**EXERCISE TEXT:**
Racing Odysseus: A College President Becomes a Freshman Again begins with the author, Roger H. Martin, in a Johns Hopkins’ treatment room dying of cancer. He opts for an experimental treatment and suddenly his cancer is in remission. Martin decides to take a sabbatical from his college president job and spend a year as a freshman at St. John’s college. St. John’s is a “Great Books” school that focuses on classics to teach the curriculum. Plenty of Homer and Plato. I wish the book focused on this aspect of Martin’s freshman year. Martin takes a “vow of silence” in the seminars which seems to defeat the purpose of his quest. Martin spends more time on his passion of joining the rowing team than pondering the great literature he’s reading. So Racing Odysseus is a mixed bag. The gold standard for this kind of book is David Denby’s brillant Great Books. Racing Odysseus doesn’t come close. GRADE: B-
As soon as I started the review I flashed on the Denby book, surely the gold standard here.
I know, don’t call you Shirley!
You’re right about the Denby book, Jeff. While the RACING ODYSSEUS had its moments, it lacked the depth and passion of Denby’s GREAT BOOKS.
Although I don’t always like Denby as viewed as a movie critic in the NEW YORKER, this was a terrific book. One that made the reader go back to reread books. I don’t know why someone else covered the same ground so soon after it.
You’re right about GREAT BOOKS by David Denby being terrific, Patti. I know I reread some of the books he discussed after I finished the book.

**PROBLEMS AND TASKS:**
A: Render this sentence from the review of Racing Odysseus into French: "St. John’s is a “Great Books” school that focuses on classics to teach the curriculum."
B: List every writer named in the review of Racing Odysseus, counting both book authors and the classical writers it mentions.
C: Write what comes next in the review of Racing Odysseus and its comments, continuing after the final comment.

**RECORDS:**
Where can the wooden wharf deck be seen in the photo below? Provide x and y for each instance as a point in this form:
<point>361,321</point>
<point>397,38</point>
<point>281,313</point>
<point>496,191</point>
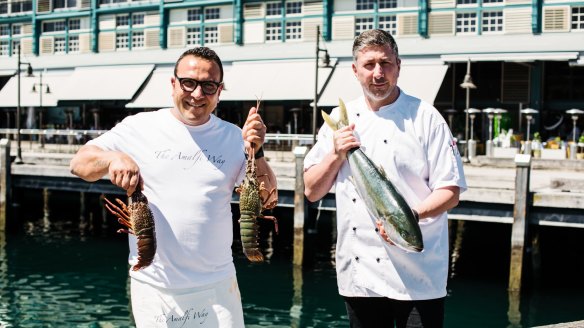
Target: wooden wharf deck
<point>499,191</point>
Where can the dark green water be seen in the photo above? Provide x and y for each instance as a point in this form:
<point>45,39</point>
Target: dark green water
<point>67,272</point>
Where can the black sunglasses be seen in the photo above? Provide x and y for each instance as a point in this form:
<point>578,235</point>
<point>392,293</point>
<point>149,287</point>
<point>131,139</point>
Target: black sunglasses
<point>189,85</point>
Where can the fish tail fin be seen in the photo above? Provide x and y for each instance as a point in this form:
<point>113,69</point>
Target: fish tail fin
<point>343,120</point>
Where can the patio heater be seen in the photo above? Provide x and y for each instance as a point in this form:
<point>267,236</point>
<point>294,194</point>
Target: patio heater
<point>467,84</point>
<point>18,159</point>
<point>574,112</point>
<point>489,143</point>
<point>528,112</point>
<point>450,114</point>
<point>41,90</point>
<point>498,116</point>
<point>472,144</point>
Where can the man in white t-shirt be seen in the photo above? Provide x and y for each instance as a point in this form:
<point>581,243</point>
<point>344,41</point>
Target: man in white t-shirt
<point>187,162</point>
<point>383,285</point>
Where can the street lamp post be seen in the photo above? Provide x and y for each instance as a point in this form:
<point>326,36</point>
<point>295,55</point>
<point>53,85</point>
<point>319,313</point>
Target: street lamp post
<point>471,143</point>
<point>326,62</point>
<point>489,144</point>
<point>41,85</point>
<point>467,84</point>
<point>528,112</point>
<point>18,159</point>
<point>574,112</point>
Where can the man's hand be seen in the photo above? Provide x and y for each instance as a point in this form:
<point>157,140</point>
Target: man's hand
<point>254,130</point>
<point>125,173</point>
<point>344,140</point>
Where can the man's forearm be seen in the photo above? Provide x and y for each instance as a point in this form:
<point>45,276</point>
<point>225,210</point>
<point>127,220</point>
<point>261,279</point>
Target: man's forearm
<point>266,175</point>
<point>90,163</point>
<point>439,201</point>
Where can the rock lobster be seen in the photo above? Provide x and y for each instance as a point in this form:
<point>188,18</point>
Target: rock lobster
<point>250,208</point>
<point>138,218</point>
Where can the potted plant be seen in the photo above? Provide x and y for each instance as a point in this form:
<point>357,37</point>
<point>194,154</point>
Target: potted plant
<point>536,145</point>
<point>580,153</point>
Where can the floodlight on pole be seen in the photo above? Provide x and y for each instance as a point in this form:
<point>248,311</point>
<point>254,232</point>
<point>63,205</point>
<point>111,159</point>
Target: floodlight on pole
<point>41,90</point>
<point>326,62</point>
<point>467,84</point>
<point>18,159</point>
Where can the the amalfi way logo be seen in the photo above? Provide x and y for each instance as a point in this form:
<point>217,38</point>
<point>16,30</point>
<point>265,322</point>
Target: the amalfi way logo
<point>190,159</point>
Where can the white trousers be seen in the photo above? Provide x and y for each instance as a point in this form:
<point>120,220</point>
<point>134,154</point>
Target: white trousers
<point>213,306</point>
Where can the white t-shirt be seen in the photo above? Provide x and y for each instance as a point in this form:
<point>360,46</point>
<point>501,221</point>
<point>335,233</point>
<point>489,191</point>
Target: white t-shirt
<point>413,144</point>
<point>189,173</point>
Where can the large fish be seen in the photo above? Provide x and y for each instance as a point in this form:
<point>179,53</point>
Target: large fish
<point>380,195</point>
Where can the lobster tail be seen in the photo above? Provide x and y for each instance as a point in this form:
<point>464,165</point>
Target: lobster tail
<point>249,237</point>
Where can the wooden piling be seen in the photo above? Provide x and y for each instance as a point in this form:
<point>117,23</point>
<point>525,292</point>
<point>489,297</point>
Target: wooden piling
<point>299,205</point>
<point>5,186</point>
<point>520,223</point>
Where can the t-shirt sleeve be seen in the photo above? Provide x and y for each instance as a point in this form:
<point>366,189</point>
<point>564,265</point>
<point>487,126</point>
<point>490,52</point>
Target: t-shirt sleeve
<point>323,146</point>
<point>445,163</point>
<point>116,138</point>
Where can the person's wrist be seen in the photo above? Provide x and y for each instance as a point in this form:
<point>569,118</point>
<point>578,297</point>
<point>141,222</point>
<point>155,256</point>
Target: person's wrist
<point>416,215</point>
<point>259,153</point>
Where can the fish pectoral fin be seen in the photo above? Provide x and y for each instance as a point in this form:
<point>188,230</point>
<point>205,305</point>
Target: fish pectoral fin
<point>334,125</point>
<point>382,171</point>
<point>343,118</point>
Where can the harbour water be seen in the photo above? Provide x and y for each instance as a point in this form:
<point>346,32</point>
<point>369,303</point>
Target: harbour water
<point>67,271</point>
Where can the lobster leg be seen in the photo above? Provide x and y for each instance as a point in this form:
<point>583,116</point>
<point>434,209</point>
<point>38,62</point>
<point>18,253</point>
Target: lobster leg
<point>273,218</point>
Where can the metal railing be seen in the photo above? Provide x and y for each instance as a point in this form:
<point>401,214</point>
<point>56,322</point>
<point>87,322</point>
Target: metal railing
<point>70,140</point>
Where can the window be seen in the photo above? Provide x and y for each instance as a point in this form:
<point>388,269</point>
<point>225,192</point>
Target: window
<point>107,2</point>
<point>363,24</point>
<point>365,4</point>
<point>122,41</point>
<point>74,24</point>
<point>15,46</point>
<point>274,31</point>
<point>293,31</point>
<point>212,13</point>
<point>492,21</point>
<point>60,45</point>
<point>61,4</point>
<point>388,24</point>
<point>466,2</point>
<point>273,9</point>
<point>4,30</point>
<point>138,39</point>
<point>4,50</point>
<point>578,18</point>
<point>122,20</point>
<point>54,26</point>
<point>293,7</point>
<point>73,43</point>
<point>211,34</point>
<point>193,36</point>
<point>20,6</point>
<point>194,15</point>
<point>16,29</point>
<point>138,19</point>
<point>466,23</point>
<point>386,4</point>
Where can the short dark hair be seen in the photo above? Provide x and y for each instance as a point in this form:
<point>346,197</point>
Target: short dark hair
<point>205,53</point>
<point>375,37</point>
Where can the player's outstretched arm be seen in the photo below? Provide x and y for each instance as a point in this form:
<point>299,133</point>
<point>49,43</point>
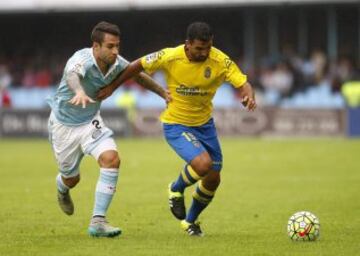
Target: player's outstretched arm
<point>131,70</point>
<point>147,82</point>
<point>247,96</point>
<point>80,97</point>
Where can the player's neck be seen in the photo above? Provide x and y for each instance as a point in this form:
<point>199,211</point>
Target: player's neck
<point>187,53</point>
<point>104,67</point>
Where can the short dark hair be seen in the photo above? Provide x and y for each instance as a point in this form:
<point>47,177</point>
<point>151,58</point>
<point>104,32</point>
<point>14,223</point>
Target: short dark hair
<point>200,31</point>
<point>103,27</point>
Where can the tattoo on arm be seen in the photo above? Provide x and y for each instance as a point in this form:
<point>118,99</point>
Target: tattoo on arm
<point>147,82</point>
<point>73,81</point>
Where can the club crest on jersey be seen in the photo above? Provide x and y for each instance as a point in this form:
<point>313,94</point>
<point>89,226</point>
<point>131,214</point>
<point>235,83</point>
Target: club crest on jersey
<point>154,57</point>
<point>207,72</point>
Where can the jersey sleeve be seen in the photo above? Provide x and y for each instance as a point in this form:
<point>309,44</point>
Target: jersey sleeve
<point>233,74</point>
<point>154,61</point>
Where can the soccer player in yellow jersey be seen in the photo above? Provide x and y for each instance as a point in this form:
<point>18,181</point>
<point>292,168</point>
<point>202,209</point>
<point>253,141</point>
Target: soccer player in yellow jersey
<point>193,72</point>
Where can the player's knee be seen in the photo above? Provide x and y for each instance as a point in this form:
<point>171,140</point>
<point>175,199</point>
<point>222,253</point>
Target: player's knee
<point>212,180</point>
<point>202,166</point>
<point>71,181</point>
<point>109,159</point>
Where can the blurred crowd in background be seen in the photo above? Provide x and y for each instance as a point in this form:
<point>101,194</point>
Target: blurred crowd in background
<point>316,51</point>
<point>276,80</point>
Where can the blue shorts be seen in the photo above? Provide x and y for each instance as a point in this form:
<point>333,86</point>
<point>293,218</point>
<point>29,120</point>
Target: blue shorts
<point>189,142</point>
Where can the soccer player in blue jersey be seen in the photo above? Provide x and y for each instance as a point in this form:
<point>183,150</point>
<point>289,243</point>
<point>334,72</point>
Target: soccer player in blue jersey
<point>76,127</point>
<point>193,71</point>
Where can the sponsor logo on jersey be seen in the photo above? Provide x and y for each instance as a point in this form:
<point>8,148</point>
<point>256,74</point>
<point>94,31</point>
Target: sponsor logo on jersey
<point>207,72</point>
<point>190,91</point>
<point>154,57</point>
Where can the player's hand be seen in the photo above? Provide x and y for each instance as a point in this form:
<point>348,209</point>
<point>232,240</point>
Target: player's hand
<point>105,92</point>
<point>247,97</point>
<point>82,99</point>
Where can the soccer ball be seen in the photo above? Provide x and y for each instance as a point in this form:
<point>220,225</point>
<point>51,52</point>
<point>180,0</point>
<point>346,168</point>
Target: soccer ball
<point>303,226</point>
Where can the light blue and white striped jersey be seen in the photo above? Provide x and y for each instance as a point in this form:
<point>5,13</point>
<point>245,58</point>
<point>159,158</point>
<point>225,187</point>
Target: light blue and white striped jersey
<point>92,80</point>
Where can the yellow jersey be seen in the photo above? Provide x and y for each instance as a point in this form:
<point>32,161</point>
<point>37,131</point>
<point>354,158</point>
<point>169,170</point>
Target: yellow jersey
<point>192,84</point>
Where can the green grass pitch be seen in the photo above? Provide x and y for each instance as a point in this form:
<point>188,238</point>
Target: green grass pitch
<point>264,181</point>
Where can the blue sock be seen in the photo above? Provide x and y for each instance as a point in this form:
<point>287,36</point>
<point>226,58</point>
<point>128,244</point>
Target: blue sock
<point>60,184</point>
<point>201,199</point>
<point>105,190</point>
<point>186,178</point>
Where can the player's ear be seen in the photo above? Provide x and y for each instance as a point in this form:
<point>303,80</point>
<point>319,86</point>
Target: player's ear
<point>96,45</point>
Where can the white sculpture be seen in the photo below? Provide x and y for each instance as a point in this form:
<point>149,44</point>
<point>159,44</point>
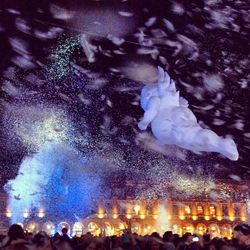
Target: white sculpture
<point>172,122</point>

**RESPONSES TO THE EXERCISE:**
A: St. John’s est une école « Great Books » qui s’appuie sur les classiques pour enseigner le programme.

B:
Roger H. Martin
Homer
Plato
David Denby

C:
This ties in nicely with the article pointed to this morning on Bill Crider’s blog (http://www.abebooks.com/books/difficult-hardest-reads-obscure-staff/remaining-unread.shtml?cm_mmc=nl-_-nl-_-r00-ar1001E-_-01cta ) about reading books which I’ve called “ought to read” books in The Perp. The article mentiones these books as only one reason books on our shelves don’t get read… all right on. I doubt I’ll ever read another word of Plato, Kant, Rand, Joyce and a great many other authors which I once read some of, probably back in college.
An example up your alley, George, is Trollope. I enjoyed BARCHESTER TOWERS in that English Lit course in college, but doubt I’l ever go back for more of his works.
Deb, Jeff, and I beg to differ on Trollope, Rick. The author is a master of the long-form novel. Trollope can keep characters moving and the plot thickening for 800 pages. This seems to be a lost art for most contemporary writers.